» **Petunjuk Tugas**
Salin persis bagian berita tentang pembangunan kawasan wisata di Ajibata di bawah ini, mulai dari "MEDAN, SUMUTPOS.CO –" dan berakhir pada "Minggu (15/9) lalu.".

» **Kutipan Dokumen**
____________________

MEDAN, SUMUTPOS.CO – Sempat mendapat penolakan dari warga, pembangunan fasilitas objek wisata di lahan seluas 279 hektar di tiga Desa Kecamatan Ajibata, Kabupaten Toba Samosir, dilanjutkan kembali. Hal ini dilakukan setelah adanya kesepakatan antara Badan Otoritas Pariwisata Danau Toba (BOPDT) dengan masyarakat dalam pertemuan yang digelar Minggu (15/9) lalu.
Direktur Utama (Dirut) BOPDT, Arie Prasetyo menyebutkan, pengerjaan dimulai dengan pembangunan jalan dari The Nomadic Kaldera Toba Escape menuju Batu Silali sepanjang 1.900 meter dan lebar 18 meter. “Pengerjaan dilanjutkan Senin, 16 September 2019n
Setelah sempat terhenti akibat munculnya aksi protes dari masyarakat dari Desa Sigapiton pada awal pengerjaan pada Kamis, 12 September 2019 lalu,” ungkap Arie dalam jumpa pers di Kantor BOPDT di Medan, Selasa (17/9) sore.
Arie juga mengungkapkan, untuk ganti rugi tanaman warga yang terkena dampak pembangunan, tengah dilakukan penghitungan oleh tim terpadu yang dibentuk Pemkab Tobasa. Dengan begitu, keseluruhan tanaman warga akan diberikan ganti rugi. “Kita mendapatkan hak pengelolaan lahan otorita dari Negera. Dalam penyelesaian ini, kami mengacu kepada Peraturan Presiden (Perpres) Nomor 62 tahun 2018 tentang penanganan dampak sosial dari proyek strategis nasional,” jelas Arie.
Dalam Perpres itu, kata Arie, segela bentuk ganti rugi akan diberikan kepada masyarakat yang memiliki tanaman, setelah dilakukan penghitungan keseluruhannya. “Dalam Perpres ini, dampak sosial diselesaikan oleh gubernur. Tapi boleh didelegasikan kepada bupati dimana lokasinya. Karena, bupati yang paham siapa masyarakatnya, siapa menduduk lahan itu. Disepakati didalamnya, penyelesaian dilakukan oleh bupati dengan membentuk tim terpadu untuk merekomendai berapa santunan ganti rugi yang akan diberikan,” bebernya.
Arie memperkirakan, estimasi perhitungan seluruh ganti rugi sekitar Rp180 juta. Untuk proses pembayaran akan dilakukan oleh pihak ketiga.”Kita juga memberikan MoU ganti rugi dalam pinjaman. Bila mana uang tersebut sudah cair, akan dikembalikan,” ungkap Arie.

____________________

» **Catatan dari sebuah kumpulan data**
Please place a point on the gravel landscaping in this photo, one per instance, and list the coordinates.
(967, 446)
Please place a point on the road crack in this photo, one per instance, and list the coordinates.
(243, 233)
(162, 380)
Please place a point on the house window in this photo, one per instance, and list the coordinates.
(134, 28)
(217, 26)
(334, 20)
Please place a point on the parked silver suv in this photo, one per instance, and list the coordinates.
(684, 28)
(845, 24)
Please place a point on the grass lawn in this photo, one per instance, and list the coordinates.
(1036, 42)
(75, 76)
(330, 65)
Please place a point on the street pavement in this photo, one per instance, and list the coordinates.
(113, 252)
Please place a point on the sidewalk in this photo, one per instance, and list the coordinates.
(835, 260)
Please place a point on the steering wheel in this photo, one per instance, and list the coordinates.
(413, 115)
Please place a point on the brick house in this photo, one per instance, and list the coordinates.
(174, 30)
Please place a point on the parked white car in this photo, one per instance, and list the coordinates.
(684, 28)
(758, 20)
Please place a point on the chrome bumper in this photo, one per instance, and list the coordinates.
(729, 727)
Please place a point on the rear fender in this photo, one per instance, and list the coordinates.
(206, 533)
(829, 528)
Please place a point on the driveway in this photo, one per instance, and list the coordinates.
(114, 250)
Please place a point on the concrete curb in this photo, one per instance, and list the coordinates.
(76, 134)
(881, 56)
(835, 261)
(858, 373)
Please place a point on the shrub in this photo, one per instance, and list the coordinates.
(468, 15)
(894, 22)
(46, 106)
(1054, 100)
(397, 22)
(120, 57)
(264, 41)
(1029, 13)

____________________

» **Jawaban Latihan**
MEDAN, SUMUTPOS.CO – Sempat mendapat penolakan dari warga, pembangunan fasilitas objek wisata di lahan seluas 279 hektar di tiga Desa Kecamatan Ajibata, Kabupaten Toba Samosir, dilanjutkan kembali. Hal ini dilakukan setelah adanya kesepakatan antara Badan Otoritas Pariwisata Danau Toba (BOPDT) dengan masyarakat dalam pertemuan yang digelar Minggu (15/9) lalu.